Stored records

========

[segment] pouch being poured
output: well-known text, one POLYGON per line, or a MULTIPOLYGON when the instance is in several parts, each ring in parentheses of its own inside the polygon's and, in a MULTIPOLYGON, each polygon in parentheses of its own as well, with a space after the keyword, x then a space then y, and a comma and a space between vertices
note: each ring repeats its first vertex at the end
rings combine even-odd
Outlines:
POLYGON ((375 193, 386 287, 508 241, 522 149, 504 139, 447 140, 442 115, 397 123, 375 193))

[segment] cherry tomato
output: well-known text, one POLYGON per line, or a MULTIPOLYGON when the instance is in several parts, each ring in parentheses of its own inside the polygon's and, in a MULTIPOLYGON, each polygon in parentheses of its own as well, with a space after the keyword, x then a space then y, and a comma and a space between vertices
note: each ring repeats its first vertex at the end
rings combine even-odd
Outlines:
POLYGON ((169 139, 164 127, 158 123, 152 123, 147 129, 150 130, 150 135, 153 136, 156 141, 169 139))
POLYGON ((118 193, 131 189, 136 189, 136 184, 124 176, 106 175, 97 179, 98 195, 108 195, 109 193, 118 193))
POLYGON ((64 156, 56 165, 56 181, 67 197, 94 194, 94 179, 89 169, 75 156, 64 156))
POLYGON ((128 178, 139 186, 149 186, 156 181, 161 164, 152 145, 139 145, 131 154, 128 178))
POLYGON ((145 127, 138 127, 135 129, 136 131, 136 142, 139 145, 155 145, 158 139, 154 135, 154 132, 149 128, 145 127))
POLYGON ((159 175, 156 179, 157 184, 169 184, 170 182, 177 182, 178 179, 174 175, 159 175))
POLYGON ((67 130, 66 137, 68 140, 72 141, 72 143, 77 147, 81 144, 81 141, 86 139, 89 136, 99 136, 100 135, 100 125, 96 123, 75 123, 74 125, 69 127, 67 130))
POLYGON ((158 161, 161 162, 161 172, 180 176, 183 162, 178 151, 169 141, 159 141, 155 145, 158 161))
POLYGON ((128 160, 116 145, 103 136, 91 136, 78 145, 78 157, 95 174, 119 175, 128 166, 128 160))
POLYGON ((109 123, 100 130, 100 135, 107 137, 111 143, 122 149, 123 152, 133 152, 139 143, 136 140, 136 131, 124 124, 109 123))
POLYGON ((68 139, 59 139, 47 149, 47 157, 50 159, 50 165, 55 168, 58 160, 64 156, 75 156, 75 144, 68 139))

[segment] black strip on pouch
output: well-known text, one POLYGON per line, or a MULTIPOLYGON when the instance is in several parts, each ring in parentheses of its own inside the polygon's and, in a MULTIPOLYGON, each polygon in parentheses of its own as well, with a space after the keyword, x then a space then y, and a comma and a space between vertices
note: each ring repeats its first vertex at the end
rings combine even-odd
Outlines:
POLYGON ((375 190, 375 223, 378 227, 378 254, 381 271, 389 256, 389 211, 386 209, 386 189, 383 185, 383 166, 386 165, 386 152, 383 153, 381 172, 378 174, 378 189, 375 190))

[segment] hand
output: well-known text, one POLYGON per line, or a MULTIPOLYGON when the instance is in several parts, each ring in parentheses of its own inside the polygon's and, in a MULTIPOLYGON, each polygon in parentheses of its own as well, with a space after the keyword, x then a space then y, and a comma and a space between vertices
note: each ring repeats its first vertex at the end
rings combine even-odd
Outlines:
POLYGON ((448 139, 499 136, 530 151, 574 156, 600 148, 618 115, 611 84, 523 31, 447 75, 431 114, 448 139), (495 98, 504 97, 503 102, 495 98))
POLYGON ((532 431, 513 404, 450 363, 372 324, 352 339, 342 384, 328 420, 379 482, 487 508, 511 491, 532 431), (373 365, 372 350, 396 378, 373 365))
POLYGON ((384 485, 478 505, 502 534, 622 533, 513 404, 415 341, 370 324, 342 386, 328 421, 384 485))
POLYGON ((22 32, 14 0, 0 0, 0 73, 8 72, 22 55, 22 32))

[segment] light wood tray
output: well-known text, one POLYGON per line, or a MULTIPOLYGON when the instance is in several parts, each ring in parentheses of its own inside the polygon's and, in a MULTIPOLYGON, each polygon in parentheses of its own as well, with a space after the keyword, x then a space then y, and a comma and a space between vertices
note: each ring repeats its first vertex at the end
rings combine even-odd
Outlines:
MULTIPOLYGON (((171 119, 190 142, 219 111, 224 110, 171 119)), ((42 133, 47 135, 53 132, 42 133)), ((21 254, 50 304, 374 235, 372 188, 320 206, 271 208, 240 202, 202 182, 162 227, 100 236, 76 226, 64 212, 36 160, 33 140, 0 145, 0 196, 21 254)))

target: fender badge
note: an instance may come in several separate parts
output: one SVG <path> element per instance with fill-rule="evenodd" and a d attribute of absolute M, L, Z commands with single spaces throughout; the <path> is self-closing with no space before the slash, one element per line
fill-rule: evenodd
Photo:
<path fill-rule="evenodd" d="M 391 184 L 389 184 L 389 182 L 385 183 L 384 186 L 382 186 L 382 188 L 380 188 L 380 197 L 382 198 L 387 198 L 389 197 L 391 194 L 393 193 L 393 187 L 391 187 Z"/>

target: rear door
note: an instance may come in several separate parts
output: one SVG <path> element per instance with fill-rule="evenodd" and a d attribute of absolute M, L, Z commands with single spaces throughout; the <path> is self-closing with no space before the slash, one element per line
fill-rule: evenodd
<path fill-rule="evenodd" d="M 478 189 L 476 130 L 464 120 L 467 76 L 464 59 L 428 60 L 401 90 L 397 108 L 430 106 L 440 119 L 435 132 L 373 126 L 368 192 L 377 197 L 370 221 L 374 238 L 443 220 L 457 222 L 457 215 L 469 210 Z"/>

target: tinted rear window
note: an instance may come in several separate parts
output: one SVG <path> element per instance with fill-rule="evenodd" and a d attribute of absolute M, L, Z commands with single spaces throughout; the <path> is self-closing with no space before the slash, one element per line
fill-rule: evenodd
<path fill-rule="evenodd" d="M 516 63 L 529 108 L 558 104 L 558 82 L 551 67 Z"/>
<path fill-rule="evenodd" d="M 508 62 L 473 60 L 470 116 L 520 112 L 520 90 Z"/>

========

• [Problem]:
Within the records, tally every line that contains the word "segment". Only the resulting number should be given.

• [Response area]:
5